Istruzioni dell'esercizio
**A.** Copia fedelmente il tratto del brano su Juliette Binoche che va da "Juliette Binoche in" fino a "delle grandi risate.".
**B.** Elenca i titoli di tutte le opere citate nel brano su Juliette Binoche.
**C.** Prosegui il brano su Juliette Binoche a partire dalla sua ultima frase.

===== Estratto selezionato =====

Juliette Binoche in un'altra scena del film
Sono passati 21 anni da Film Blu, il primo della Trilogia dei colori di
Kristof Kieslowski che consacrò il talento della Binoche. In quell’opera
era una donna che doveva fare i conti con la morte del marito e della
figlioletta. Un film complesso, con una forte tensione etica, nel solco
delle altre opere del regista del Decalogo. Eppure Juliette ricorda che
durante la lavorazione lei e Kieslowski si fecero delle grandi risate.
«Parlavamo di Dio, del senso dell’esistenza, ma con leggerezza. Lui,
nonostante la fede, era molto pessimista e io mi divertivo a prenderlo
in giro perché al contrario avevo e ho conservato tuttora una visione
gioiosa della vita»

===== Materiale mostrato =====

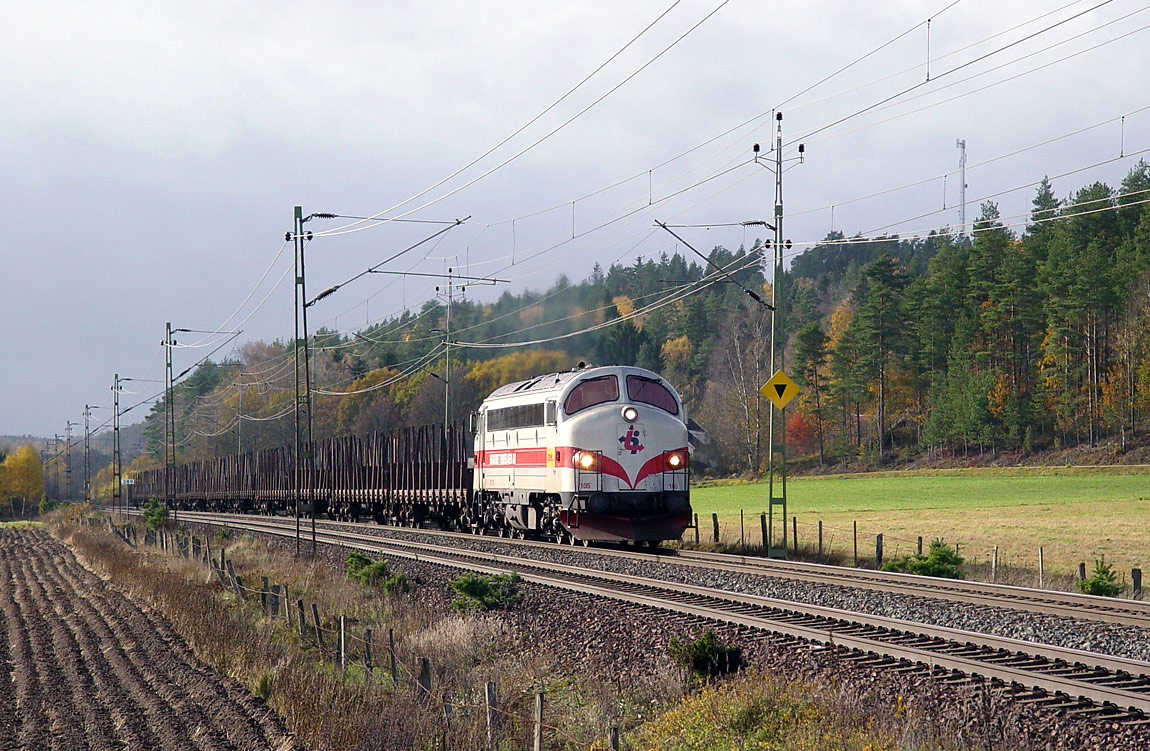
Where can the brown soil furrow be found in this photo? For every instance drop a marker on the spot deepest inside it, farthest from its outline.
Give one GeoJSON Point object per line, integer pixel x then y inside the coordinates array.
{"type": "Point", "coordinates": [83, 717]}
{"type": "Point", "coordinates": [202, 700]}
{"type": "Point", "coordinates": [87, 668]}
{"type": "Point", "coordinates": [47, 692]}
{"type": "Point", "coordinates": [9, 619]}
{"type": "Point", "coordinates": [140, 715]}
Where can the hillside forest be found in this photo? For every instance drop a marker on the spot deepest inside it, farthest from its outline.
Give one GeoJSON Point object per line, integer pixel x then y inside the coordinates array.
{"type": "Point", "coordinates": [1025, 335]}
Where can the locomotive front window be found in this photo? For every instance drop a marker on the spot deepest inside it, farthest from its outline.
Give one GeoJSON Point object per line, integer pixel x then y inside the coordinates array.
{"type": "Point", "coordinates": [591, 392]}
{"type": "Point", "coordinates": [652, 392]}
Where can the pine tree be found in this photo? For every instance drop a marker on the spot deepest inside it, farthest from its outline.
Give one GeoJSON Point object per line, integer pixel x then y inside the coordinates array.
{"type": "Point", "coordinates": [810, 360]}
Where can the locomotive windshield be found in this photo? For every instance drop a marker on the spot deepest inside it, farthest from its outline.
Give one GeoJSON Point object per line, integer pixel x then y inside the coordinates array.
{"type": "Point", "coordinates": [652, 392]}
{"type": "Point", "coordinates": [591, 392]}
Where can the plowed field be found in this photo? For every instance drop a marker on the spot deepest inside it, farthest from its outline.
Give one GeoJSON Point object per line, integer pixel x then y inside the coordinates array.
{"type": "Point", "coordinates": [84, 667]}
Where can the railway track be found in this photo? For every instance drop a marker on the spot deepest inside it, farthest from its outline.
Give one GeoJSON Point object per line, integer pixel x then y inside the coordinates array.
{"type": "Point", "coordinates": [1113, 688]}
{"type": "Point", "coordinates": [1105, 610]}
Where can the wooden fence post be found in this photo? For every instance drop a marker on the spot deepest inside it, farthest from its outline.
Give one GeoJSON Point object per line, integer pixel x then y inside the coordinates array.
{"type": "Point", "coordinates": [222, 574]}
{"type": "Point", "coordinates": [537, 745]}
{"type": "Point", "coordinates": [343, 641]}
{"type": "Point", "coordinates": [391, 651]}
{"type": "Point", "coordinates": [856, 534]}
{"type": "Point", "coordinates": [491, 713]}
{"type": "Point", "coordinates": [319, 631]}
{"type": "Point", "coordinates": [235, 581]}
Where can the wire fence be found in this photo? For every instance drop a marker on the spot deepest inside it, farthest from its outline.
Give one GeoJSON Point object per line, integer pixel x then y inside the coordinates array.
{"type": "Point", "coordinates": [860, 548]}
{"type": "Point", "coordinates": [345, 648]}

=====

Soluzioni
**A.**
Juliette Binoche in un'altra scena del film
Sono passati 21 anni da Film Blu, il primo della Trilogia dei colori di
Kristof Kieslowski che consacrò il talento della Binoche. In quell’opera
era una donna che doveva fare i conti con la morte del marito e della
figlioletta. Un film complesso, con una forte tensione etica, nel solco
delle altre opere del regista del Decalogo. Eppure Juliette ricorda che
durante la lavorazione lei e Kieslowski si fecero delle grandi risate.

**B.**
Film Blu
Trilogia dei colori
Decalogo

**C.**
Nel 1997, vince l’Oscar come miglior attrice non
protagonista nel film di Anthony Minghella Il paziente inglese. Da
allora la sua carriera continua a oscillare tra l’Europa e Hollywood,
tra film d’autore e kolossal come Godzilla. «A
Hollywood i troppi soldi che girano creano negli attori una pressione
che qui in Europa non c’è: ma mi sono adattata. Così come sono riuscita a
conciliare il ruolo di attrice con quello di madre di due figli. Mi
hanno seguito ovunque. Ma non ho mai pensato di trasferirmi stabilmente
negli Stati Uniti». Non le va giù un certo tipo di cultura americana.
«Qualche giorno fa ho avuto una discussione con mia figlia a proposito
di un telefilm che stava guardando. Le ho chiesto: “Ma non vedi come
recitano male?”. E lei: “Sì, ma a me interessa la storia”. È questo che
mi preoccupa di più: molte serie Tv propongono dei comportamenti
stereotipati che però rischiano di essere presi a modello da chi le
guarda». Quindi non parteciperà mai a una serie americana? «Non posso
escluderlo a priori: dipende sempre dal progetto. Per me è fondamentale
non ripetermi, trovare nuove sfide. Solo così la magia può rinnovarsi».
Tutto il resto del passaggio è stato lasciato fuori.